* [ASSIGNMENT]: Everything from the line that contains "Expected behaviour: for each instance of the gutter" to the end of the data below is to be reproduced verbatim; leave all else out.

* [EXERCISE MATERIAL]:
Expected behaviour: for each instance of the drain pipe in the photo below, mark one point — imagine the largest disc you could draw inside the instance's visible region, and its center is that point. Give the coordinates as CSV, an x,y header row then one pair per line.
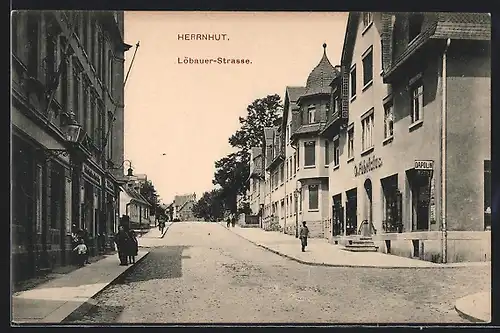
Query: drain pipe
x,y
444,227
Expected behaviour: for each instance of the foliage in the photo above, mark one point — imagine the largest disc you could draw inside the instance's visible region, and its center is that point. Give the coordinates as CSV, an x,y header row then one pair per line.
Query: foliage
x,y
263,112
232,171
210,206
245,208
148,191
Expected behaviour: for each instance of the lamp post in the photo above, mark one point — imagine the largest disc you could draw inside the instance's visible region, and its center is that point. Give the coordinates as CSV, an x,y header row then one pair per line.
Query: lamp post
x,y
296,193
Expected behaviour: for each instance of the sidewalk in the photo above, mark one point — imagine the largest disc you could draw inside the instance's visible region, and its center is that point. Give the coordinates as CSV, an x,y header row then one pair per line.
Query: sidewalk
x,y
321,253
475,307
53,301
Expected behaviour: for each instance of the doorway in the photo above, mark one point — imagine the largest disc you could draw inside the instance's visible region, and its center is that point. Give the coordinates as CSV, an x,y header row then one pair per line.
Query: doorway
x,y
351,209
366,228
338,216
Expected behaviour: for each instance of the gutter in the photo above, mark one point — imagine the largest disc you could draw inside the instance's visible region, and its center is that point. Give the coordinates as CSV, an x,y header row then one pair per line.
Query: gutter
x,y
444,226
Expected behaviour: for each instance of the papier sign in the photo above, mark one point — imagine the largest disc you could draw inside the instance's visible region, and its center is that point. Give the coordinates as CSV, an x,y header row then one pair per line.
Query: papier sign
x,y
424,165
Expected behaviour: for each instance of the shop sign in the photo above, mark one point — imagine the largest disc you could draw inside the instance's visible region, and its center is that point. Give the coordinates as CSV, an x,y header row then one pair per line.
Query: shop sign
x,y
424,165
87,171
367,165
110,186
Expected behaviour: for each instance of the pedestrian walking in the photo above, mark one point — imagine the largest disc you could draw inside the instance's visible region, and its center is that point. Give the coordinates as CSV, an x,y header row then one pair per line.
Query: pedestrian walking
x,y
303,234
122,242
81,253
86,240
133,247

* [RESULT OF THIS EXERCISE]:
Expected behaviour: for each instance of the gutter in the photo above, mark one point — imagine the largest disc you could draw inside the instance's visible region, and its center is that point. Give the coordinates as CSV, an x,y header row then one pair per line.
Query: gutter
x,y
444,226
Expected behaviour: for each instance of the papier sign in the photo above, mark one point — imagine the largest disc you could draw inside the instance's visible region, and its center is that point. Give the coordinates as CSV, an x,y header row then one pair per line.
Query: papier sign
x,y
424,165
Expected behaviour: for each instance of the shop sign in the photo above, mark one point — imagine the largest disc you could draw inside the instance's visible region, and its center is that point. Give the coordinates as CSV, an x,y header row then one pair per line.
Query: shop sign
x,y
424,165
87,171
367,165
110,186
Expected behaviour: for each instance of the pedestrian walking in the photo above, mark one point — imagine the largest disc you could draw inside the instance's visible region, and its center is that point. Give the coordinates as CSV, an x,y header row then one pair per line.
Query: pedestrian walking
x,y
303,234
122,242
81,253
86,240
133,247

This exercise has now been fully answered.